## Begin RECORDS TO USE

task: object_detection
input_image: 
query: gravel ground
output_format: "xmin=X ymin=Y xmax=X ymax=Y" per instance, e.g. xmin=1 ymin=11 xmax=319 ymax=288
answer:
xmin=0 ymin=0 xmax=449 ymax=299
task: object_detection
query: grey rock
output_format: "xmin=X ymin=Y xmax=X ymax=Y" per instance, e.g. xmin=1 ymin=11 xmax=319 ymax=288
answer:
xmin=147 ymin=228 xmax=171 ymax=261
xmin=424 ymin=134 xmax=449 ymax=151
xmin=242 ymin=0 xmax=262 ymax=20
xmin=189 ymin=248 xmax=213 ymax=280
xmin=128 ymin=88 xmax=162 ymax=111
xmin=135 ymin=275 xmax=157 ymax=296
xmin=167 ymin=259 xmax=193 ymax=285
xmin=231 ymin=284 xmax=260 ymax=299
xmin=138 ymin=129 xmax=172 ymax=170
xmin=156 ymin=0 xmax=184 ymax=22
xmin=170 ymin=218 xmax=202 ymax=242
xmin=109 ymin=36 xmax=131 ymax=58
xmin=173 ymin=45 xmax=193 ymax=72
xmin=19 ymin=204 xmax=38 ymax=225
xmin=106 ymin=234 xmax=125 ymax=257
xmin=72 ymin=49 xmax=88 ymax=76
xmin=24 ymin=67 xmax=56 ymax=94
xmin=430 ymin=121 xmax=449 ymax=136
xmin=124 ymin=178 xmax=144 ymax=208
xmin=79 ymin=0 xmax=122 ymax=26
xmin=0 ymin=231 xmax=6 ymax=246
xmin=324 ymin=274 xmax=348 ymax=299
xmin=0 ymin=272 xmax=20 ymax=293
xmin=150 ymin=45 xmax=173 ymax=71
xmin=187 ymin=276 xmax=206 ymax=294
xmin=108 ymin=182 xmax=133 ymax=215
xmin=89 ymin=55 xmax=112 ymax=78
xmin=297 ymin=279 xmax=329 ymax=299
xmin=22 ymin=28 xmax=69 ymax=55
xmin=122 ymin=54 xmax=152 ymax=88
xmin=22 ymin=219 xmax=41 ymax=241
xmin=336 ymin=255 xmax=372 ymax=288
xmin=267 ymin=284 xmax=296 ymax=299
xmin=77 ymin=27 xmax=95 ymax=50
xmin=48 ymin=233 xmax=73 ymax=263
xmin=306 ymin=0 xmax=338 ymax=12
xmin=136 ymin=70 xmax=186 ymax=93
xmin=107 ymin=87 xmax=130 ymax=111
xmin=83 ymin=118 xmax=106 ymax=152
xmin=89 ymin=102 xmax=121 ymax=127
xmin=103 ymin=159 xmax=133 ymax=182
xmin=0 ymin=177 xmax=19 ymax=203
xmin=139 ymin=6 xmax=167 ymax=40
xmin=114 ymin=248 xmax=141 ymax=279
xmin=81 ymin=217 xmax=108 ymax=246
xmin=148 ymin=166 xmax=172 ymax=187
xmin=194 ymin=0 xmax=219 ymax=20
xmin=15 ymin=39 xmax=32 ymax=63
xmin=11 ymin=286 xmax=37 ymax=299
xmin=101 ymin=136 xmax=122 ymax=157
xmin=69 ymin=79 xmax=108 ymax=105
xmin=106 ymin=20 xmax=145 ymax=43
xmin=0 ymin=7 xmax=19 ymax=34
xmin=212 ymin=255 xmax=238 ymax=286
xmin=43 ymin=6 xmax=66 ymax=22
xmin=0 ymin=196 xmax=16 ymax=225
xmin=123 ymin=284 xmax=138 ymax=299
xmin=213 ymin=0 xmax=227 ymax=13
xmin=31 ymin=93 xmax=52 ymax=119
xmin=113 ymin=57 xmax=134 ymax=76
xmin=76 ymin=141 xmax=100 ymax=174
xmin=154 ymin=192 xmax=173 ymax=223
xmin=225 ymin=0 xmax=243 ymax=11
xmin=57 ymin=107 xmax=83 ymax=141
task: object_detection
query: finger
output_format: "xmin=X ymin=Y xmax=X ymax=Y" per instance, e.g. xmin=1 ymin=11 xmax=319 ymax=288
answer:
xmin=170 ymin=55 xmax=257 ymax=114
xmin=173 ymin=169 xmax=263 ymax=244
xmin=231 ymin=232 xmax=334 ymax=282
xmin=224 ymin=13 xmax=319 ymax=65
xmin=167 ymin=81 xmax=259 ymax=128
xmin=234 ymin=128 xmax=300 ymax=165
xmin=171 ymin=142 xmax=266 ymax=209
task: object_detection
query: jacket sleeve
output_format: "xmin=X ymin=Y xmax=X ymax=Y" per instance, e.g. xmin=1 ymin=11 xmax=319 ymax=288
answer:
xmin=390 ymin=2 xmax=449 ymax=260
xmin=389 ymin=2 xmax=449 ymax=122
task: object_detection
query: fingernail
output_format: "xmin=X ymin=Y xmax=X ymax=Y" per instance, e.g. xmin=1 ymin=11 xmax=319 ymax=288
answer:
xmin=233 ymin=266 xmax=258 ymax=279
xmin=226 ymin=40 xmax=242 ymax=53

## End RECORDS TO USE

__SHORT PROBLEM__
Copy the records word for word, starting at their first line and stopping after the line that contains "xmin=0 ymin=0 xmax=449 ymax=299".

__ANSWER BELOW__
task: object_detection
input_image: 
query: gravel ground
output_format: "xmin=X ymin=Y xmax=X ymax=Y" per instance, e.g. xmin=1 ymin=11 xmax=319 ymax=288
answer:
xmin=0 ymin=0 xmax=449 ymax=299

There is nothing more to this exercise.